[What to produce]: Find the line that contains "moss-covered log, the" in the entries below. Output it and each later line exactly, and nothing else.

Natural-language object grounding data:
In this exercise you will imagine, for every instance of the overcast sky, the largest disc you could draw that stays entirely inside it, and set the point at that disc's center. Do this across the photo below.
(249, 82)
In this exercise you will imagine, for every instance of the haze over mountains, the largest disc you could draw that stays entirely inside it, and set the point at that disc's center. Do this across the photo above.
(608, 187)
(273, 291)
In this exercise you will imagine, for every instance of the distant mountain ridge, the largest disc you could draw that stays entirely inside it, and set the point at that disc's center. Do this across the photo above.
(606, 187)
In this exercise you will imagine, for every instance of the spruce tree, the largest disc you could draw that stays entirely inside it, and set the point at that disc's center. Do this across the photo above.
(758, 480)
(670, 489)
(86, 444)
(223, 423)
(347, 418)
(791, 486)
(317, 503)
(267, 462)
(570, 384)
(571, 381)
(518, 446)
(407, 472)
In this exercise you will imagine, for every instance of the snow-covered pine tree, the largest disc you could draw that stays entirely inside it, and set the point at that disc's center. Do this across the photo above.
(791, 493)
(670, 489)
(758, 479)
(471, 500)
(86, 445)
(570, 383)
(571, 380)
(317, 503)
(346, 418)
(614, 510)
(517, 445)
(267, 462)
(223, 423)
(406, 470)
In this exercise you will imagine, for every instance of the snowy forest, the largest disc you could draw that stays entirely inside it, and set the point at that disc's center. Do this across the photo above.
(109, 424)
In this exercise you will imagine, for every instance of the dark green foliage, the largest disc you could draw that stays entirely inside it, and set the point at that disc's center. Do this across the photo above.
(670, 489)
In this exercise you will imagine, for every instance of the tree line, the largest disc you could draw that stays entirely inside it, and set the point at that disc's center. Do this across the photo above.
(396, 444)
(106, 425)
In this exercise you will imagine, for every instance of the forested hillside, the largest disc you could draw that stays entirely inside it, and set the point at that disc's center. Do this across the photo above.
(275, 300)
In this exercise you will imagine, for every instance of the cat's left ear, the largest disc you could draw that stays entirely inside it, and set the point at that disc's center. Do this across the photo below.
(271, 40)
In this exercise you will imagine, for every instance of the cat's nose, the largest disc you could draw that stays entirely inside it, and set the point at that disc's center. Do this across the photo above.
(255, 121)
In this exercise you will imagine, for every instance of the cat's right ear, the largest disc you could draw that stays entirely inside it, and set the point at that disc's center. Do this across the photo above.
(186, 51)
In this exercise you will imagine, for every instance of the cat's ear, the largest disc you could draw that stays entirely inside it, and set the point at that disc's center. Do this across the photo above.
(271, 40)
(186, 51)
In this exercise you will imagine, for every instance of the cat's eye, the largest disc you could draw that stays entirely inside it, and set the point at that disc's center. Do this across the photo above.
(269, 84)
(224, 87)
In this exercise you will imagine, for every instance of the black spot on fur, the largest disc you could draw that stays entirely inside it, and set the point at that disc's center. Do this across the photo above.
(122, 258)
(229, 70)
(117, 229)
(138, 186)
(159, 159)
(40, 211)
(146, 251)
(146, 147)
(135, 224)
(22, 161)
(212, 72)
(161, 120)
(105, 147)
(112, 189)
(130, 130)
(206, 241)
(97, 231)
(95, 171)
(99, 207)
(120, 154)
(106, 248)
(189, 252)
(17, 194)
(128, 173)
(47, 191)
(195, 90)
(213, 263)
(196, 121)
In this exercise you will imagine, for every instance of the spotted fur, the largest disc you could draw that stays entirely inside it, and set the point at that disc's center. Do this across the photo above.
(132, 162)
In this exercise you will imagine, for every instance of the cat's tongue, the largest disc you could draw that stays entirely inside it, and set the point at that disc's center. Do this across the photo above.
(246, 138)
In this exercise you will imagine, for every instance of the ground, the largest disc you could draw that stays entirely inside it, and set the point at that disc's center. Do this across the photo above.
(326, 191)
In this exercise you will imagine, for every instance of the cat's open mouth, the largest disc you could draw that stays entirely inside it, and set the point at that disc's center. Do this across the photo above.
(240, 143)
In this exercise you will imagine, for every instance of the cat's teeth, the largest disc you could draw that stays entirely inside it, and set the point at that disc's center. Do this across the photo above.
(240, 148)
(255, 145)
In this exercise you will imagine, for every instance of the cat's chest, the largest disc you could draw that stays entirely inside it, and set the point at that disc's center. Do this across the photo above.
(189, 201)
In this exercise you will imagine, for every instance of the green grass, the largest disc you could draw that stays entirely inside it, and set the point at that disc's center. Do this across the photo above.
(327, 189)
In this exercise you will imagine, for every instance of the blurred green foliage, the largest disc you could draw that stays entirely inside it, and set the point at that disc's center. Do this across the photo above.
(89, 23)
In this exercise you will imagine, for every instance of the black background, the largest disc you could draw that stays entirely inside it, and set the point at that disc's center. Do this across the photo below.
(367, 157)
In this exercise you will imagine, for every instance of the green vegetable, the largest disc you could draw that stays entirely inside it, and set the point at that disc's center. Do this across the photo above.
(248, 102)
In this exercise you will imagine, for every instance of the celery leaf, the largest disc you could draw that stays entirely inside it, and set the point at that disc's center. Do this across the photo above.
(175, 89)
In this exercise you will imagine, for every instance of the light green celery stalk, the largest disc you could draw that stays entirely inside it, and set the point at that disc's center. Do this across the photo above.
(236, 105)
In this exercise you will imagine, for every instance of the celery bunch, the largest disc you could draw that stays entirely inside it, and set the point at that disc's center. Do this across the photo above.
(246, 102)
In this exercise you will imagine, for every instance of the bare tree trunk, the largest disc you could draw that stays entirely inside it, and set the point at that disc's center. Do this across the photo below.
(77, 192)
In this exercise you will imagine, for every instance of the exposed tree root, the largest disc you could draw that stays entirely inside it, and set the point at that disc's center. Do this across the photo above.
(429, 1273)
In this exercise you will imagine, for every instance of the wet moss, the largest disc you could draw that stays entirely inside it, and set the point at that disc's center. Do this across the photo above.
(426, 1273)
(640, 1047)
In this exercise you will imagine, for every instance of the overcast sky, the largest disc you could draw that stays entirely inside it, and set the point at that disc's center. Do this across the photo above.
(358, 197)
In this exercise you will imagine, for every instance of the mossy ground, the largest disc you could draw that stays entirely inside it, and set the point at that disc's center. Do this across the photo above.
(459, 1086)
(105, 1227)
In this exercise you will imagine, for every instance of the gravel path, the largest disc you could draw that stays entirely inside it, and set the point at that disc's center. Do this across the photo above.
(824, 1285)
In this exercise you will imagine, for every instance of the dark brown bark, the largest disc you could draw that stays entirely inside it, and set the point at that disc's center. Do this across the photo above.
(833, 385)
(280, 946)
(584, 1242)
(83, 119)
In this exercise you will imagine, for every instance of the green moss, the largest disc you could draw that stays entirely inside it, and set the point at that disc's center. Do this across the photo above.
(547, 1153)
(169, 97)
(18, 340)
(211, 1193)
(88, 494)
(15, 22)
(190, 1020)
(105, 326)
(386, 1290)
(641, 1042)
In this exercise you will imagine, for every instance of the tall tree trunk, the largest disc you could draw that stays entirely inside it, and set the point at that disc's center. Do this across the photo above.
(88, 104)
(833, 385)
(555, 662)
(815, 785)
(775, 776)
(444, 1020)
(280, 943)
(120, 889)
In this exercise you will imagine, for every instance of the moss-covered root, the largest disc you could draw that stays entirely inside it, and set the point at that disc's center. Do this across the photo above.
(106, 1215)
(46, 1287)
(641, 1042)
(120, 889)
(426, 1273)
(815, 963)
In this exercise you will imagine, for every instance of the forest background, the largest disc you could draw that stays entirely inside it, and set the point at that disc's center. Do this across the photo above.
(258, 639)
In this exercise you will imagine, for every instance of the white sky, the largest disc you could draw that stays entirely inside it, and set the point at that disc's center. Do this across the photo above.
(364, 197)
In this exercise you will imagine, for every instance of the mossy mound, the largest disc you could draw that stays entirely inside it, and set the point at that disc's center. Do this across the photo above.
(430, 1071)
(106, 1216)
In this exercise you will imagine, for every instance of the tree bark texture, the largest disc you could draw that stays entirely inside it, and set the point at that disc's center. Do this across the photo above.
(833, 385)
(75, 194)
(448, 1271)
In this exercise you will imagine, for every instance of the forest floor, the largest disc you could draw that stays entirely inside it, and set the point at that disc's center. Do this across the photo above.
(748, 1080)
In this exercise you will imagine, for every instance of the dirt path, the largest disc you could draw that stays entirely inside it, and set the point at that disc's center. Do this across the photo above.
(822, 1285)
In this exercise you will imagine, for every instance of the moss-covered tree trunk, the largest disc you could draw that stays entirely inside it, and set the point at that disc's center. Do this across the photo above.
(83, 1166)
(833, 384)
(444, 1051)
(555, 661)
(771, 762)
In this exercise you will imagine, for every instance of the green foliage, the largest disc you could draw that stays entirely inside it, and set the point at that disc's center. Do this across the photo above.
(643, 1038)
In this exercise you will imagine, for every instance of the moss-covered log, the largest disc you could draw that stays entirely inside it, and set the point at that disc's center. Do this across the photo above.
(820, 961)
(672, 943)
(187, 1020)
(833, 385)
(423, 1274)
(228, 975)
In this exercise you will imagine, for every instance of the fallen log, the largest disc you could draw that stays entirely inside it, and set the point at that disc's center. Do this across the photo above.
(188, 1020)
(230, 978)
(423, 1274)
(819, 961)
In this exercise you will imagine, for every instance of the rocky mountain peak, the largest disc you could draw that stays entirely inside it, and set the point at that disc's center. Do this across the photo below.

[Answer section]:
In this exercise you will imagine, for every instance of the moss-covered log, the largest disc you could draw that stays entirely inside it, and set the point at that disc's center. Do this across the photo above.
(820, 961)
(672, 943)
(187, 1020)
(833, 385)
(423, 1274)
(228, 975)
In this exercise you will imagine, for every instance of the fallen log, the largest disc you could draw that stays entirely inside it, and set the point at that disc's center. Do this across the photo above.
(188, 1020)
(230, 978)
(423, 1274)
(819, 961)
In this exercise you will imagine, for every instance of the rocky mountain peak, the largest disc you could draw that stays entirely inside it, and set the point at that disc's center. Do this across the photo below.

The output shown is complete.